*GIVEN PROBLEM*
Repeat the lines of the listing below exactly, starting at the line that contains "walking stick in this photo." and running through the last line, both included, and only those.

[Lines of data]
◇ ◇ ◇

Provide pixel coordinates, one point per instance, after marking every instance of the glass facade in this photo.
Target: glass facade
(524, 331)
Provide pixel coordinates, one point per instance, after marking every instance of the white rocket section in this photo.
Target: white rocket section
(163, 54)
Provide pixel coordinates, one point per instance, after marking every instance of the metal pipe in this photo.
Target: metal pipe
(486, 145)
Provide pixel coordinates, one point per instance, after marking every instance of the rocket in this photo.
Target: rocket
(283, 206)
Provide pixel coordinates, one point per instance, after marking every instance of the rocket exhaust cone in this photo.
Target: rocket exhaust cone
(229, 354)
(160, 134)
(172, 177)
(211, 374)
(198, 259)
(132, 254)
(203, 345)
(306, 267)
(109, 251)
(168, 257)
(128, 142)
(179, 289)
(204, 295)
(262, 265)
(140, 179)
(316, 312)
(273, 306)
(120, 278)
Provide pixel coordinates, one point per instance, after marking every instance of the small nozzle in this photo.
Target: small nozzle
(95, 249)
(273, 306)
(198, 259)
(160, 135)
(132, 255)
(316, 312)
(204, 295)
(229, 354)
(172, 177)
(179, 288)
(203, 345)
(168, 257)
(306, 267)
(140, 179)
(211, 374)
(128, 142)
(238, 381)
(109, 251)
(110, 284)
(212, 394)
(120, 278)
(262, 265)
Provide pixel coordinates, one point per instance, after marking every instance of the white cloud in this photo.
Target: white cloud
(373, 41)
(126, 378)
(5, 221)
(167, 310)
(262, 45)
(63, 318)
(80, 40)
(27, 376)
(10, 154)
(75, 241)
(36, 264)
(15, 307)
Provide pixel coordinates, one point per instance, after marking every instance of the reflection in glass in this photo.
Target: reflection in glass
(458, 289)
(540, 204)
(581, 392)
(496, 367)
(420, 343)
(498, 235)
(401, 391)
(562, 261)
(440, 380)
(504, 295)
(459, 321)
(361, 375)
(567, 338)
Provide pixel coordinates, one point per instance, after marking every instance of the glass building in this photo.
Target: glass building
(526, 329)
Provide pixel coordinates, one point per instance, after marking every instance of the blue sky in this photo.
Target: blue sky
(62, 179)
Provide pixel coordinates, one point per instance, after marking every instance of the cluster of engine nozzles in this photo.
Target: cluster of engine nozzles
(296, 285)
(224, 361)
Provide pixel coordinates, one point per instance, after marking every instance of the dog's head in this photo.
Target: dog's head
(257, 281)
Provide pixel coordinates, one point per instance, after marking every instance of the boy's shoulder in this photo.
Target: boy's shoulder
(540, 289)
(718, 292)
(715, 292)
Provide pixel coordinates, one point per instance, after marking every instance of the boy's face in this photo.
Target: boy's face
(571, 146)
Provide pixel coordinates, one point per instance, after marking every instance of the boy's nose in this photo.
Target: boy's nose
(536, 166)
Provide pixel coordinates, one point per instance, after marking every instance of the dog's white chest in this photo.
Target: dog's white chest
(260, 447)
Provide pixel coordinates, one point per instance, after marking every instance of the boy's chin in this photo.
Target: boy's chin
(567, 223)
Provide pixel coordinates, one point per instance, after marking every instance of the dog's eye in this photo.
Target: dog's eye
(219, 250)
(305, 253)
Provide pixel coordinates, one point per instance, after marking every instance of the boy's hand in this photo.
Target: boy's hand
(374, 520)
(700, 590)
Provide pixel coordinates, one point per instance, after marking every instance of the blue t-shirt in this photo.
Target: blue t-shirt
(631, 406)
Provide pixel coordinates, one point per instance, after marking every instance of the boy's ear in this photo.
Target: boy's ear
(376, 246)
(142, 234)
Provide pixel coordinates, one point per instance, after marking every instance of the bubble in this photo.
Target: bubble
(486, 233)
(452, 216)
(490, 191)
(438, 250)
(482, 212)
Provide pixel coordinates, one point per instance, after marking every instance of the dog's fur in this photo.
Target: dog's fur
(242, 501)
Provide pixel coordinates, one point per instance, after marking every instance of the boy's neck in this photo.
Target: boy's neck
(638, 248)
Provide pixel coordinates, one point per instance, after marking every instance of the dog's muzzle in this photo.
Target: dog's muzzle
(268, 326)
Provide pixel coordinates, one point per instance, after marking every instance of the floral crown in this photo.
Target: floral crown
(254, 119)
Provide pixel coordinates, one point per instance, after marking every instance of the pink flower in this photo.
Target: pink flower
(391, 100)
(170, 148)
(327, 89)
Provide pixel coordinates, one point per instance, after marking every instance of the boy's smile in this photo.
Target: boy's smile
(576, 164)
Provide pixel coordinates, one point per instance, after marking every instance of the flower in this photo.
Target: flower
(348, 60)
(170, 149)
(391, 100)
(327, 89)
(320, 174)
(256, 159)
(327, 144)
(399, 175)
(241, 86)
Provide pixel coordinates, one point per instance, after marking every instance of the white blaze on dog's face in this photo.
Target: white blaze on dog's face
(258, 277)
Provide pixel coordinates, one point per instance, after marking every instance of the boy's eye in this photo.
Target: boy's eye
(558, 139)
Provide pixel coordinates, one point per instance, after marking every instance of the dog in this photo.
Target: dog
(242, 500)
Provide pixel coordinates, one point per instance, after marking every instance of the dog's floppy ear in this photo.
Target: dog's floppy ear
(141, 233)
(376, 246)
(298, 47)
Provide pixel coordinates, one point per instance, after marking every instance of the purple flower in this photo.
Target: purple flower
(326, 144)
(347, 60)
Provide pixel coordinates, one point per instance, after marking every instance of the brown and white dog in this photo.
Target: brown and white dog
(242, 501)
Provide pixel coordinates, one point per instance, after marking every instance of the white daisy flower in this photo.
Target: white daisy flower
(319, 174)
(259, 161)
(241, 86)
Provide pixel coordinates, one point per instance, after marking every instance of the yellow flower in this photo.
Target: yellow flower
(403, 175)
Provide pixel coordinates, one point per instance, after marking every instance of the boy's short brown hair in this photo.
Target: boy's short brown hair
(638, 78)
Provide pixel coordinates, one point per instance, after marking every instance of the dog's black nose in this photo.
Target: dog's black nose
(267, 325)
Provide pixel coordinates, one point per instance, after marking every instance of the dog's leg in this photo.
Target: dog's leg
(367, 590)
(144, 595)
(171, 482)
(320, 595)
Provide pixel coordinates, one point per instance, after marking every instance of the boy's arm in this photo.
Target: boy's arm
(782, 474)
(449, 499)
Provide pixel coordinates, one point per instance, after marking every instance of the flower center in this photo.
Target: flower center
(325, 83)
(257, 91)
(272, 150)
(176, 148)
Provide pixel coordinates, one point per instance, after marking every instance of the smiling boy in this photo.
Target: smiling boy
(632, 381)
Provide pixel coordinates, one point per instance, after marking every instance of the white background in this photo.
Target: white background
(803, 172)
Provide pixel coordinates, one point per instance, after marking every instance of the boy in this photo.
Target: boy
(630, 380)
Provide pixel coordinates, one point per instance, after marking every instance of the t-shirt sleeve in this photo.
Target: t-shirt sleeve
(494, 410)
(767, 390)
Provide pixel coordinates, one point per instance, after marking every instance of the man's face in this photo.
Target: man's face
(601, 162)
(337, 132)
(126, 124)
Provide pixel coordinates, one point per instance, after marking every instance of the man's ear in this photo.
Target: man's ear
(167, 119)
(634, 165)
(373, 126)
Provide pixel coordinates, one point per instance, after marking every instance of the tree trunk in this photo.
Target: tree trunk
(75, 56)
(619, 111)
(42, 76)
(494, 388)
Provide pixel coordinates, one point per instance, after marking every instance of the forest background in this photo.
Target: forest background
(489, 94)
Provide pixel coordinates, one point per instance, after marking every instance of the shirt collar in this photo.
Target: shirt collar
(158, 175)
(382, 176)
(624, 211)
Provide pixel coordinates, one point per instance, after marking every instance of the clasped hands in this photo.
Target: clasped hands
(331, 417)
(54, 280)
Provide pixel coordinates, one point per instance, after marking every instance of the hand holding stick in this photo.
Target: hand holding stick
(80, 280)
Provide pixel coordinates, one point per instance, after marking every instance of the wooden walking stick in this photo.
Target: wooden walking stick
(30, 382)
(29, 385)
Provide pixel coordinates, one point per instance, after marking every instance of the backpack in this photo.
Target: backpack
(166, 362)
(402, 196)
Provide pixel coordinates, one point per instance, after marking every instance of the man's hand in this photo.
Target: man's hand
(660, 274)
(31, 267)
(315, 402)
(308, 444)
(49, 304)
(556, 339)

◇ ◇ ◇

*OUTPUT OF THE EXERCISE*
Provide pixel coordinates, one point per instance, after marking every instance of the wooden walking stick in this photo.
Target: wooden walking stick
(30, 382)
(29, 385)
Provide pixel coordinates, one point per instance, after marking every instance of the backpack in this photo.
Target: backpack
(166, 362)
(402, 196)
Provide pixel coordinates, one point per instance, after marking every instance of the man's hand in this photo.
Target: man's hand
(660, 274)
(31, 267)
(315, 402)
(308, 444)
(49, 304)
(556, 339)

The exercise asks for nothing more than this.